Distinguished Professor Kim Lewis from Northeastern University, along with his colleagues has remarkably discovered a common mutation in E. coli from urine samples of about 500 people suffering from recurrent urinary tract infections (UTI). The breakthrough could help patients with UTI with a new and more effective therapeutic regime which seems to be more effective.
The ‘Persister’ Theory
According to the American Urological Association, approximately 150 million cases of UTI are reported globally each year, amounting to $6 billion in healthcare services. The majority of these cases are caused by the bacterium E. coli. Standard treatment involves antibiotics; however, the infection usually relapses once the patient stops taking medication.
Lewis, Director of the Antimicrobial Discovery Center has dedicated many years to studying the reason of recurring UTIs. A paper published in 2001 revealed the answer: a subpopulation of E. coli – ‘persisters’ – that had developed antibiotic ‘tolerance’. The latter (unlike ‘resistance’, which requires a specific genetic mutation) occurs when the bacteria lay dormant, waiting for the medication’s effect to wear off. Then they come out and start multiplying.

Raw data:

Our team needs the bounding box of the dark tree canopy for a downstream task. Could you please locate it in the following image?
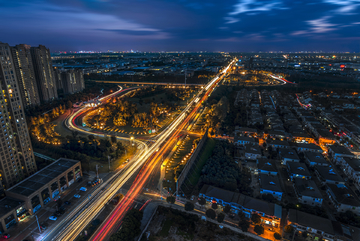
[206,209,216,219]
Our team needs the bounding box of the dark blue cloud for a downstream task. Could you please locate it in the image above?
[0,0,360,51]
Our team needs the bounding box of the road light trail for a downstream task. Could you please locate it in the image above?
[91,60,235,241]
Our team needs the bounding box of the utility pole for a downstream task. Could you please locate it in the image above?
[96,165,99,179]
[108,156,110,172]
[185,69,187,89]
[35,215,41,233]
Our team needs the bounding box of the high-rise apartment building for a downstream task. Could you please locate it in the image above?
[54,69,85,95]
[30,45,58,102]
[0,42,37,192]
[11,44,40,107]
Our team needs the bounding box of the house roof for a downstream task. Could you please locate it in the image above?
[288,209,335,235]
[296,143,322,151]
[304,151,329,164]
[259,174,282,192]
[294,178,323,198]
[329,145,352,155]
[343,157,360,172]
[279,148,300,160]
[256,158,277,172]
[327,184,360,207]
[315,166,344,182]
[286,162,311,176]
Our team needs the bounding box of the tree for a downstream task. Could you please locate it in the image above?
[211,203,218,209]
[224,205,231,213]
[56,198,62,208]
[284,225,294,233]
[217,213,225,223]
[66,100,72,109]
[205,209,216,219]
[110,136,116,143]
[251,213,261,224]
[254,225,264,235]
[166,196,175,204]
[198,197,206,206]
[274,233,281,240]
[239,220,250,232]
[185,202,195,211]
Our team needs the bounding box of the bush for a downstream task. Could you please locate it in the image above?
[185,202,194,211]
[274,233,281,240]
[254,225,264,235]
[284,225,294,233]
[206,209,216,219]
[251,214,261,224]
[211,203,218,209]
[239,220,250,232]
[217,213,225,223]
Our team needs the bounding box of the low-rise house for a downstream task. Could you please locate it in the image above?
[267,140,290,150]
[304,151,329,167]
[296,143,323,153]
[245,144,262,160]
[256,158,278,176]
[286,162,311,180]
[287,209,336,241]
[293,178,323,207]
[279,148,300,165]
[259,174,283,201]
[329,145,354,164]
[199,185,282,227]
[234,136,259,146]
[315,166,345,184]
[340,157,360,185]
[326,184,360,215]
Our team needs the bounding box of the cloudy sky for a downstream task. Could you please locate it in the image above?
[0,0,360,52]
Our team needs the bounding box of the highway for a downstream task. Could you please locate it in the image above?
[38,60,235,240]
[90,60,235,241]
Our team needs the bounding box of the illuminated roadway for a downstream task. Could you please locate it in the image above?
[38,60,235,240]
[89,60,235,241]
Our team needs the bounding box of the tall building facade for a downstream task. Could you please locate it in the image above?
[11,44,40,107]
[0,42,37,191]
[30,45,58,102]
[54,69,85,95]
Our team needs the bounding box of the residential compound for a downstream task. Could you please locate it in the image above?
[0,44,85,108]
[0,43,37,194]
[231,88,360,240]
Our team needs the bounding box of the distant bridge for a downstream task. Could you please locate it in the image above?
[95,80,204,86]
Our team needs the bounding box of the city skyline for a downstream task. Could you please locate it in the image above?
[0,0,360,52]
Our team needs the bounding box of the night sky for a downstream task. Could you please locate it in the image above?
[0,0,360,52]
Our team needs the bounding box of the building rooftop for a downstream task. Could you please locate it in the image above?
[256,158,277,172]
[289,209,334,235]
[315,166,344,182]
[286,162,311,176]
[279,148,300,160]
[294,178,323,198]
[329,145,353,155]
[327,184,360,207]
[259,174,282,192]
[7,158,79,196]
[296,143,322,151]
[0,197,24,217]
[343,157,360,172]
[304,151,329,165]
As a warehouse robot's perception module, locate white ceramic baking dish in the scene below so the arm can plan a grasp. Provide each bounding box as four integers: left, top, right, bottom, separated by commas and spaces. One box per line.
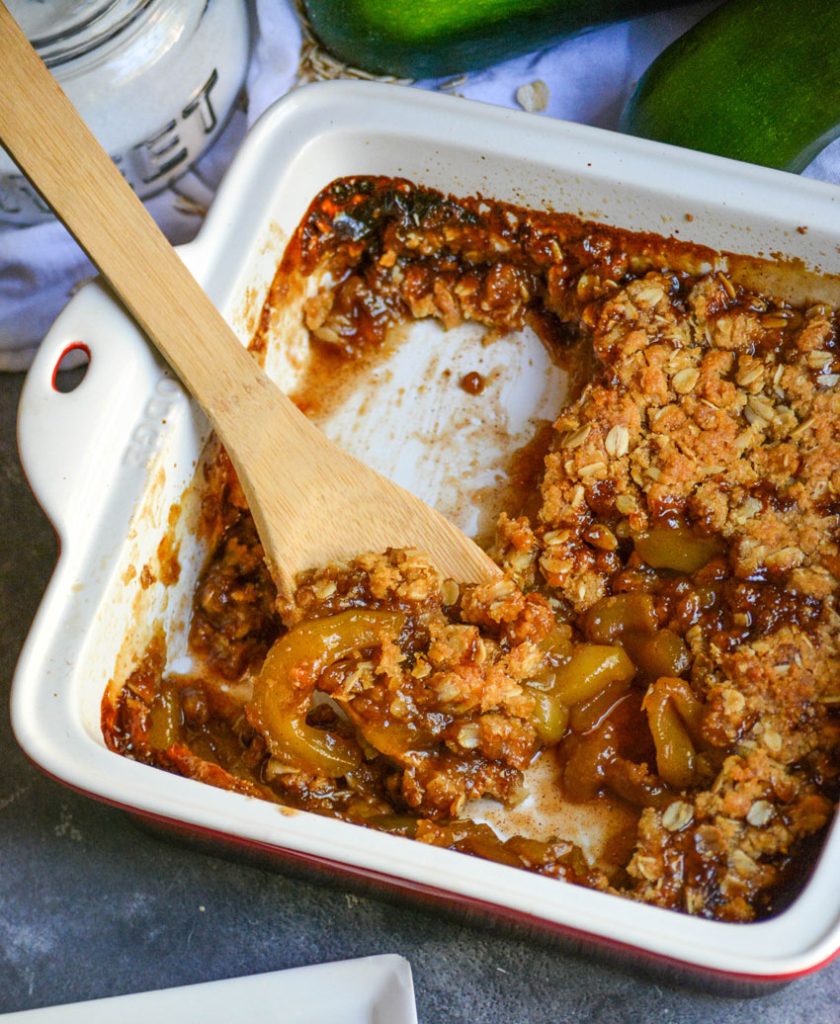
12, 82, 840, 983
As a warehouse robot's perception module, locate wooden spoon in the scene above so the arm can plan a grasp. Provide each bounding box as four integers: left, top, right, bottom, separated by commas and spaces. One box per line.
0, 3, 499, 595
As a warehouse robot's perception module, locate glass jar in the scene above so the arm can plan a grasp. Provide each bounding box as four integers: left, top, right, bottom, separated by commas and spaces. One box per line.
0, 0, 249, 224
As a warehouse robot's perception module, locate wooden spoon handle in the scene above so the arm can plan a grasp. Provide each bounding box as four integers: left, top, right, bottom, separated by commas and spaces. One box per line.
0, 2, 498, 594
0, 3, 322, 456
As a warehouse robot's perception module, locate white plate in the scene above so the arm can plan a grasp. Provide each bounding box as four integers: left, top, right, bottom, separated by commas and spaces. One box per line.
0, 955, 417, 1024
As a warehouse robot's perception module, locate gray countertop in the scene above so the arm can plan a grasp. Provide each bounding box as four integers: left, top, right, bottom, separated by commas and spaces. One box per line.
0, 375, 840, 1024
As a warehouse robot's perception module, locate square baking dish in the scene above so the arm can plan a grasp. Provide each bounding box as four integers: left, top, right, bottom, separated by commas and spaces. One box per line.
12, 82, 840, 984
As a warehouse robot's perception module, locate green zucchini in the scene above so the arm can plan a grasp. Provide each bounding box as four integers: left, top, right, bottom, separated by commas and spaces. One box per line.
303, 0, 686, 78
621, 0, 840, 171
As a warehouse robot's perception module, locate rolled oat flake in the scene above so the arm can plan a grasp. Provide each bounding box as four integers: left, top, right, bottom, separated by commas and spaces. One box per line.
0, 0, 249, 224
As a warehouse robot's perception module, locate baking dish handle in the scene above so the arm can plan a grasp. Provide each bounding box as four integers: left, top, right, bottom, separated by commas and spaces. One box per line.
17, 282, 177, 540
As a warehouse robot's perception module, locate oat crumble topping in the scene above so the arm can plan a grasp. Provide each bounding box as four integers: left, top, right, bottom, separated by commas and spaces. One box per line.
103, 178, 840, 921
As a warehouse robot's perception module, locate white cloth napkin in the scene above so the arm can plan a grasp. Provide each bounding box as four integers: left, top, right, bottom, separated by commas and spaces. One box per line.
0, 0, 840, 370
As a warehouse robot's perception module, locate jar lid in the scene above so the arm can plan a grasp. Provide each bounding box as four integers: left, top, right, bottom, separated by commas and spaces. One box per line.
5, 0, 155, 68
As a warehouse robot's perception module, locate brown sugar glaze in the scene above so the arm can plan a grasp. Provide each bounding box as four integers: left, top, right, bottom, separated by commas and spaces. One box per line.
103, 178, 840, 921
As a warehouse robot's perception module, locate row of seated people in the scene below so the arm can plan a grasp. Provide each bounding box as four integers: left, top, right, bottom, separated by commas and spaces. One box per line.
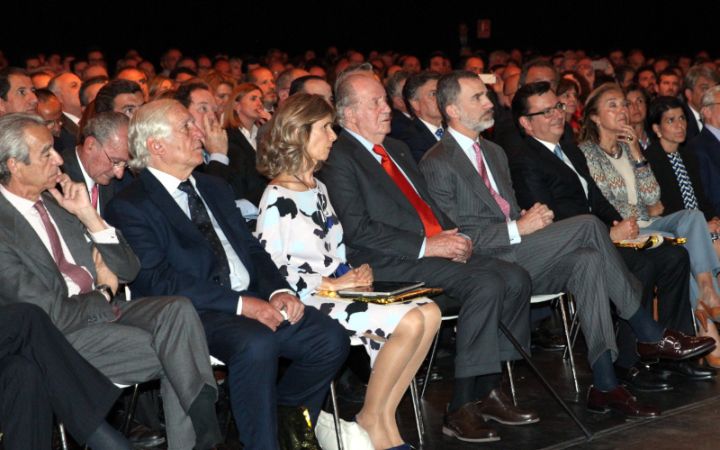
0, 59, 714, 448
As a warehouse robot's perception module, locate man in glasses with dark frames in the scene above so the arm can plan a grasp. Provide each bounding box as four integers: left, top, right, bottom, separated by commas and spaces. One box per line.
62, 111, 132, 215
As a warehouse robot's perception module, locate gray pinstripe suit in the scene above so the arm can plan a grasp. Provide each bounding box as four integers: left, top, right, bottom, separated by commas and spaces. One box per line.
420, 133, 642, 364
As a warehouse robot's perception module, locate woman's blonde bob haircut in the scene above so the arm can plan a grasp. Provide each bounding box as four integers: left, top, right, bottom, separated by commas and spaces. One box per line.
257, 93, 335, 179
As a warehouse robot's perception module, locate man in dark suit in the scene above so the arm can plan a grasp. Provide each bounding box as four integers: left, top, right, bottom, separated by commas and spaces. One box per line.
420, 71, 714, 417
62, 112, 132, 216
0, 114, 220, 449
319, 73, 538, 442
688, 86, 720, 215
108, 100, 349, 449
507, 83, 713, 390
398, 71, 445, 162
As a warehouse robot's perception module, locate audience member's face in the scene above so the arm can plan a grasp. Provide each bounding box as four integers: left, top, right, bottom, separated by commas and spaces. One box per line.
0, 75, 37, 114
10, 125, 63, 196
410, 80, 442, 123
685, 77, 716, 111
117, 69, 150, 101
465, 56, 485, 74
590, 91, 630, 135
304, 80, 333, 105
37, 97, 62, 137
653, 108, 687, 150
520, 91, 569, 144
113, 92, 145, 119
233, 89, 263, 122
306, 116, 337, 165
448, 78, 494, 138
658, 74, 680, 97
81, 126, 130, 186
638, 70, 657, 95
627, 91, 647, 125
345, 75, 391, 144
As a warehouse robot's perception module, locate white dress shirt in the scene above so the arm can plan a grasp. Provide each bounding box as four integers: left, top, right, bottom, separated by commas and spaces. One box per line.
0, 185, 120, 296
447, 127, 522, 244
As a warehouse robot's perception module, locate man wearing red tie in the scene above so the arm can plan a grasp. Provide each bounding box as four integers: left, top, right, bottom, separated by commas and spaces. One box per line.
319, 74, 538, 442
62, 112, 132, 215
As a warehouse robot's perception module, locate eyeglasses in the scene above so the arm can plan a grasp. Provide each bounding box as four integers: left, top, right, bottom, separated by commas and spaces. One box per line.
525, 102, 567, 118
102, 149, 127, 169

Task A: List every organization or institution named in the article about recurrent UTIs.
Task B:
Answer these questions from the article about recurrent UTIs:
(i) From how many people did the urine samples come?
(ii) How much do the yearly UTI cases cost in healthcare services?
(iii) In what year was the paper that identified the persisters published?
Task C: Carry the article about recurrent UTIs forward from its final sentence.
The data comes from a different source than the article about recurrent UTIs.

Final answer A: Northeastern University, the American Urological Association, the Antimicrobial Discovery Center

Final answer B:
(i) About 500 people
(ii) $6 billion
(iii) 2001

Final answer C:
What Exactly Is A Persister Cell?
Bacteria are single-cell organisms – they multiply exponentially until an army of cells infect the host. However, at times the cell division produces only one active cell and one dormant cell. The active bacterial cell continues to grow and reproduce, whereas the dormant cell – the ‘persister’ – stops growing and becomes dormant in a ‘sporelike state’.
Since antibiotics attack only actively reproducing and functioning cells, these dormant bacterial cells escape the ambush. Once the attack subsides, they become active and start to re-spread the infection, saving their population.
The Study: Finding A Common Aspect
Lewis and his team took a large sample of E. coli isolates from patients with recurring UTIs. Pooja Balani, then a doctoral student in Lewis’ lab among the first authors of the paper performed genetic screening of both test-tube cultures of E. coli and the samples from patients to find a mutation. After countless hours of investigation, it was discovered that many of the isolates had a similar mutation in the ‘hipA’ gene, which had previously been seen in test-tube experiments.
The hipA gene codes for a protein that acts as a toxin. The latter is generally held in check by another protein – antitoxin – that is coded for by the gene ‘hipB’. Lewis explained that such toxin-antitoxin pairs are spread around the entire chromosome of all bacteria. However, a mutation in either gene can disrupt the balance – overproduction of toxin could shut down the cell and transform it into a ‘persister’. “The hipA mutation gives rise to about 1,000 times more persisters than a gene without it”.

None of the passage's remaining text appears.